#### Supplied material ####

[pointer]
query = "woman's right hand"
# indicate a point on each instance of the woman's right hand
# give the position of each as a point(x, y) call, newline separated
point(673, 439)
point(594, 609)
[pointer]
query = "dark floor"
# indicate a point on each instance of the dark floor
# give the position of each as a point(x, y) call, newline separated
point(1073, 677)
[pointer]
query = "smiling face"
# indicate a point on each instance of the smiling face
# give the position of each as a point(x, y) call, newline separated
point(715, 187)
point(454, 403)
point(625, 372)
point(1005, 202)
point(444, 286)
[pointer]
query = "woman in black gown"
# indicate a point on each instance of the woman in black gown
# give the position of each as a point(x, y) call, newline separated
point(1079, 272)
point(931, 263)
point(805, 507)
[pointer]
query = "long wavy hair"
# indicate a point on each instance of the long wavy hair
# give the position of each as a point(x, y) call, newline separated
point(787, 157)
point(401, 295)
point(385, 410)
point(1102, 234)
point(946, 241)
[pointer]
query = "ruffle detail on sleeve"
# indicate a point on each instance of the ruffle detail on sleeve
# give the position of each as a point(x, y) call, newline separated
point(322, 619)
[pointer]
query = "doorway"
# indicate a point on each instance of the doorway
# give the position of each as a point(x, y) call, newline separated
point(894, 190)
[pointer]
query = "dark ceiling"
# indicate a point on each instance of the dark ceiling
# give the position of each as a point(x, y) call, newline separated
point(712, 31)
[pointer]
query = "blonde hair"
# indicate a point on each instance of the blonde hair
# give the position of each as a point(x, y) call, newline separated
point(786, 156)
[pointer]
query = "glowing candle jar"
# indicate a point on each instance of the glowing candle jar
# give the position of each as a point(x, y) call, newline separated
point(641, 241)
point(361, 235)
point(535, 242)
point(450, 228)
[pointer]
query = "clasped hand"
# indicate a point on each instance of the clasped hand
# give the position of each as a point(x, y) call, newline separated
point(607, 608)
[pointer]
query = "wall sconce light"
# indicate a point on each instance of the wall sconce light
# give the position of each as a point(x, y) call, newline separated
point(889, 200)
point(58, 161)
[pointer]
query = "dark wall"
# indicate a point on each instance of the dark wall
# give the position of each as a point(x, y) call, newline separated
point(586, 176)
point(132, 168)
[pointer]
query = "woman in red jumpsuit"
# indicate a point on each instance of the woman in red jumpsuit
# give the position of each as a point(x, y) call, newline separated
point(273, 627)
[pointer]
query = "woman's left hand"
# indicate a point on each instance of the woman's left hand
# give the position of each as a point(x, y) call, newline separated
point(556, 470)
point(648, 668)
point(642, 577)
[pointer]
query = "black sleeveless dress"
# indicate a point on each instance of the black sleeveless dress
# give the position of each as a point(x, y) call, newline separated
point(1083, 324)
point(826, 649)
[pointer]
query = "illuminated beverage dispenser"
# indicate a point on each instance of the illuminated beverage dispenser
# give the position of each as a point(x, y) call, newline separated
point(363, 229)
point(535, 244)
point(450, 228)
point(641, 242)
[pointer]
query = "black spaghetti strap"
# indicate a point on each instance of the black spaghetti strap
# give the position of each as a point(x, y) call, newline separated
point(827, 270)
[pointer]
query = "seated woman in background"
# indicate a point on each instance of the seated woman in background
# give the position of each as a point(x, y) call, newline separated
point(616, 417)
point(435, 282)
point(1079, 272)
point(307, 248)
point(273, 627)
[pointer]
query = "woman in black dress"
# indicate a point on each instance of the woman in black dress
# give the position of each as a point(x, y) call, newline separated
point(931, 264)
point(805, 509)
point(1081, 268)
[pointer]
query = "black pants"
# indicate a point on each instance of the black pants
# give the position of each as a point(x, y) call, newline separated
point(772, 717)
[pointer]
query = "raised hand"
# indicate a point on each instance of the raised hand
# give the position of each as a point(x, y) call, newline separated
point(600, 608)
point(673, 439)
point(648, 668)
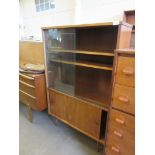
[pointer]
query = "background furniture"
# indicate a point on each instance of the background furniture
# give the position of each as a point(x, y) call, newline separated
point(121, 122)
point(32, 87)
point(32, 92)
point(79, 64)
point(120, 133)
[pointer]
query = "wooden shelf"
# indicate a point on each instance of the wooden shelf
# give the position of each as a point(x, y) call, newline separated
point(84, 64)
point(104, 53)
point(83, 99)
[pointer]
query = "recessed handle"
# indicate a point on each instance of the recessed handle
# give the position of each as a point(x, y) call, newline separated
point(128, 71)
point(115, 149)
point(124, 99)
point(117, 133)
point(120, 121)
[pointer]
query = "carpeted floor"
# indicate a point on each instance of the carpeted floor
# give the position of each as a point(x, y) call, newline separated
point(45, 136)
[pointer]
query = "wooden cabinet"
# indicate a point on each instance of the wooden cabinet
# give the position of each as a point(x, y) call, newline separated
point(32, 91)
point(125, 72)
point(120, 138)
point(79, 64)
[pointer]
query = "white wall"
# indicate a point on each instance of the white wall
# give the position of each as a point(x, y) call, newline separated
point(70, 12)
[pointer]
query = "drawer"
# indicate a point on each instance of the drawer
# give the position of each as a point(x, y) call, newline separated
point(27, 99)
point(26, 79)
point(124, 98)
point(122, 120)
point(30, 89)
point(125, 72)
point(117, 147)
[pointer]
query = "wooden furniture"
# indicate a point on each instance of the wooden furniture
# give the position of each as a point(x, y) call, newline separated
point(32, 92)
point(129, 17)
point(31, 52)
point(32, 87)
point(120, 138)
point(79, 64)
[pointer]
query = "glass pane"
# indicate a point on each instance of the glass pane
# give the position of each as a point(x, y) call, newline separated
point(37, 1)
point(46, 6)
point(73, 73)
point(41, 1)
point(37, 8)
point(62, 77)
point(60, 39)
point(41, 7)
point(52, 6)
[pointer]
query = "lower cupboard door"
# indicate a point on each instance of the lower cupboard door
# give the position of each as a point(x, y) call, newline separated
point(83, 116)
point(57, 104)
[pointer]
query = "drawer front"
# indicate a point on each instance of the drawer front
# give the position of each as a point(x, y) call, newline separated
point(122, 120)
point(124, 98)
point(125, 73)
point(123, 138)
point(25, 98)
point(115, 147)
point(121, 134)
point(27, 79)
point(30, 89)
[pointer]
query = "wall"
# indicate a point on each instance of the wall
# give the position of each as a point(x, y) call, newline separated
point(69, 12)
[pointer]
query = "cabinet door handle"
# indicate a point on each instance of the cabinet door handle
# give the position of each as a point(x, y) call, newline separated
point(118, 134)
point(128, 71)
point(120, 121)
point(115, 149)
point(124, 99)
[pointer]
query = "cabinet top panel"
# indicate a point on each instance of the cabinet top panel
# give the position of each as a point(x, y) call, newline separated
point(89, 25)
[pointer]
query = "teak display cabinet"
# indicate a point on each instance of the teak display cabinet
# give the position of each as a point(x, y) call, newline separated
point(79, 64)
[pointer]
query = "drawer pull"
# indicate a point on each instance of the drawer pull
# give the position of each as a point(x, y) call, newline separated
point(119, 121)
point(118, 134)
point(27, 77)
point(128, 71)
point(115, 149)
point(123, 99)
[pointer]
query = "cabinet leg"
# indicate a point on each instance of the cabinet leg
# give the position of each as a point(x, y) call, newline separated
point(97, 144)
point(30, 113)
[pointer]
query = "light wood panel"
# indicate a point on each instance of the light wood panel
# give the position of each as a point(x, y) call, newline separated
point(31, 52)
point(104, 53)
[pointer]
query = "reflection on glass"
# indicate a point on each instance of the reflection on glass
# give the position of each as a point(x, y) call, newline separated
point(82, 81)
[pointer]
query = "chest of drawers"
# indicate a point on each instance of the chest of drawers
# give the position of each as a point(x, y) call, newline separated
point(120, 139)
point(32, 91)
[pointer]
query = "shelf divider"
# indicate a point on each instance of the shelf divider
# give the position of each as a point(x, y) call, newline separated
point(84, 64)
point(104, 53)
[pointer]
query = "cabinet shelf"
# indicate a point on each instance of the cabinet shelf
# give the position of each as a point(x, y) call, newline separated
point(84, 99)
point(84, 64)
point(104, 53)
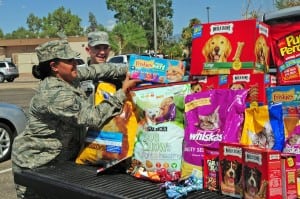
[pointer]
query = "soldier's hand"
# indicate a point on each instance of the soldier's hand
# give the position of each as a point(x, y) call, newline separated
point(129, 83)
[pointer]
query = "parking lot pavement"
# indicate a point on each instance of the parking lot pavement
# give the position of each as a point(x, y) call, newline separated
point(7, 190)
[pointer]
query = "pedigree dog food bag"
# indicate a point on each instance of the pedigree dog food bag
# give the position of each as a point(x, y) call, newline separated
point(115, 140)
point(285, 50)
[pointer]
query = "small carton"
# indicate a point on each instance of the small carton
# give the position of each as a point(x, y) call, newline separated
point(230, 169)
point(285, 51)
point(289, 96)
point(255, 83)
point(225, 47)
point(289, 176)
point(211, 168)
point(157, 70)
point(204, 82)
point(262, 174)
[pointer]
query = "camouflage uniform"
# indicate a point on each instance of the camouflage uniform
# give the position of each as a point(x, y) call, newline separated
point(59, 115)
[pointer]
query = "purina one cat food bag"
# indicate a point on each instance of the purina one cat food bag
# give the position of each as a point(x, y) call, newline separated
point(263, 127)
point(158, 146)
point(211, 117)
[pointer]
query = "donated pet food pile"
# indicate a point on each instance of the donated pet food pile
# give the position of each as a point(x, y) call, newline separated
point(230, 126)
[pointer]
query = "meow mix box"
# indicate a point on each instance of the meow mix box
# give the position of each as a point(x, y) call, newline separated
point(154, 69)
point(285, 48)
point(256, 83)
point(262, 173)
point(211, 168)
point(225, 47)
point(230, 169)
point(289, 176)
point(289, 96)
point(204, 82)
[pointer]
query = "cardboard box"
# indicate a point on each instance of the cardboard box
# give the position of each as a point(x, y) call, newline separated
point(211, 168)
point(204, 82)
point(225, 47)
point(285, 43)
point(256, 83)
point(262, 175)
point(230, 169)
point(289, 176)
point(154, 69)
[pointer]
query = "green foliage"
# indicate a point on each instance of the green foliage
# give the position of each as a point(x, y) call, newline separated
point(141, 12)
point(127, 37)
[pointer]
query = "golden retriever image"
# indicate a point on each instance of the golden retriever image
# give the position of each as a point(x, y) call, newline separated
point(217, 49)
point(261, 50)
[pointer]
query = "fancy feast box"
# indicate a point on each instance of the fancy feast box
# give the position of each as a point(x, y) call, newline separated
point(226, 47)
point(285, 40)
point(262, 174)
point(157, 70)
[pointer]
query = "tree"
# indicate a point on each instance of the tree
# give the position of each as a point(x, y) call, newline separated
point(187, 34)
point(280, 4)
point(34, 23)
point(128, 37)
point(141, 12)
point(94, 24)
point(61, 21)
point(20, 33)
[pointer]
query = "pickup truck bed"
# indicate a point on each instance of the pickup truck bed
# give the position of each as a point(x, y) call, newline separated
point(68, 180)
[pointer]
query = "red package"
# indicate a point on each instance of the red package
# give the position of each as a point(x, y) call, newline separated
point(285, 48)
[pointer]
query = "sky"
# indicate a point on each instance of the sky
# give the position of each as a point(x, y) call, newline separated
point(13, 13)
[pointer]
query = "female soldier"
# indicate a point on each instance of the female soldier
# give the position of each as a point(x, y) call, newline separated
point(59, 112)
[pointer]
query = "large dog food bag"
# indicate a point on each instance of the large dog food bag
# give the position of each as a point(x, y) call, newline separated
point(115, 140)
point(211, 117)
point(160, 114)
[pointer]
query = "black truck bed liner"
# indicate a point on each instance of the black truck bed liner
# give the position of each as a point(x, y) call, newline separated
point(68, 180)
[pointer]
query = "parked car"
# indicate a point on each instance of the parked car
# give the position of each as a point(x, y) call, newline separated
point(12, 122)
point(8, 71)
point(119, 59)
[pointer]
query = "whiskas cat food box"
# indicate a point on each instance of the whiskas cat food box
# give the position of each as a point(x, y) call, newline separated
point(262, 173)
point(289, 176)
point(256, 83)
point(225, 47)
point(154, 69)
point(230, 169)
point(285, 48)
point(204, 82)
point(211, 168)
point(289, 96)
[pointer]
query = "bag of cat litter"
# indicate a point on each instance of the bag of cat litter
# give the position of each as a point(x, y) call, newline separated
point(115, 140)
point(211, 117)
point(263, 127)
point(160, 114)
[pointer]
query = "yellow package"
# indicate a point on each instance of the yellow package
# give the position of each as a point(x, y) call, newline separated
point(116, 140)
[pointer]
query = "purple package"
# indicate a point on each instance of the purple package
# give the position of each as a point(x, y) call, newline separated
point(292, 145)
point(211, 117)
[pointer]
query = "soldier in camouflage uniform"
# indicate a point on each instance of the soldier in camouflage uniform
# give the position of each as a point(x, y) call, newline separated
point(59, 112)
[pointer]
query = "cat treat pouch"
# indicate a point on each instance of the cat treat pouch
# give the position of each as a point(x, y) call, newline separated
point(211, 117)
point(160, 114)
point(115, 140)
point(263, 127)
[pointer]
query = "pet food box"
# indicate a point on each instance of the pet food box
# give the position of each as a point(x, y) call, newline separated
point(289, 176)
point(262, 173)
point(286, 52)
point(211, 168)
point(289, 96)
point(226, 47)
point(156, 70)
point(230, 169)
point(204, 82)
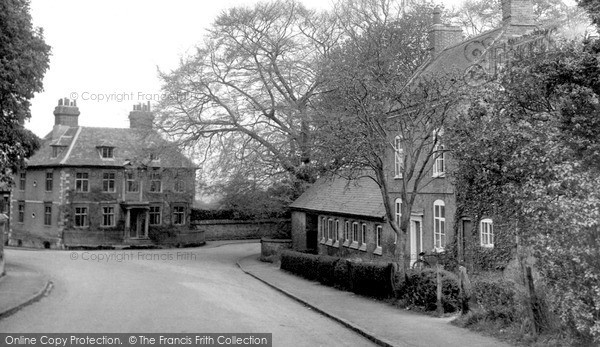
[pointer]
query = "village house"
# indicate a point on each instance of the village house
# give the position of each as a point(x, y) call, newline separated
point(347, 219)
point(90, 186)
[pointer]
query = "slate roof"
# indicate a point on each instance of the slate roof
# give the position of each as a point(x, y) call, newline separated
point(129, 146)
point(360, 197)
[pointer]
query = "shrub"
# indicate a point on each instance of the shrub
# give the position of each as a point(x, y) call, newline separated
point(301, 264)
point(326, 269)
point(420, 289)
point(496, 298)
point(372, 279)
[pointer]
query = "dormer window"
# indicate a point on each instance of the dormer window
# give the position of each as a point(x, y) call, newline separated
point(106, 152)
point(57, 150)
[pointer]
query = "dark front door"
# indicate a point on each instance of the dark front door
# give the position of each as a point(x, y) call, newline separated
point(312, 233)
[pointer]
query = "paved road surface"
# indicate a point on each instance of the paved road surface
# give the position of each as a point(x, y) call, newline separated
point(196, 290)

####

* **Prompt**: Please copy only the lines between the first line of the entries and the line with "# indicate a point on each instance of the smiling", keeping those two end lines as well, exactly as written.

* **Exercise response**:
[pointer]
query = "woman's right hand"
# indicate a point on each instance of the woman's right hand
# give the position of each as a point(x, y) call, newline separated
point(673, 439)
point(594, 609)
[pointer]
query = "dark floor"
# indicate a point on each instance of the dark floor
# give the position of each as a point(x, y) call, newline separated
point(1073, 677)
[pointer]
query = "smiling face"
# indicate a point on each instance of the smiling face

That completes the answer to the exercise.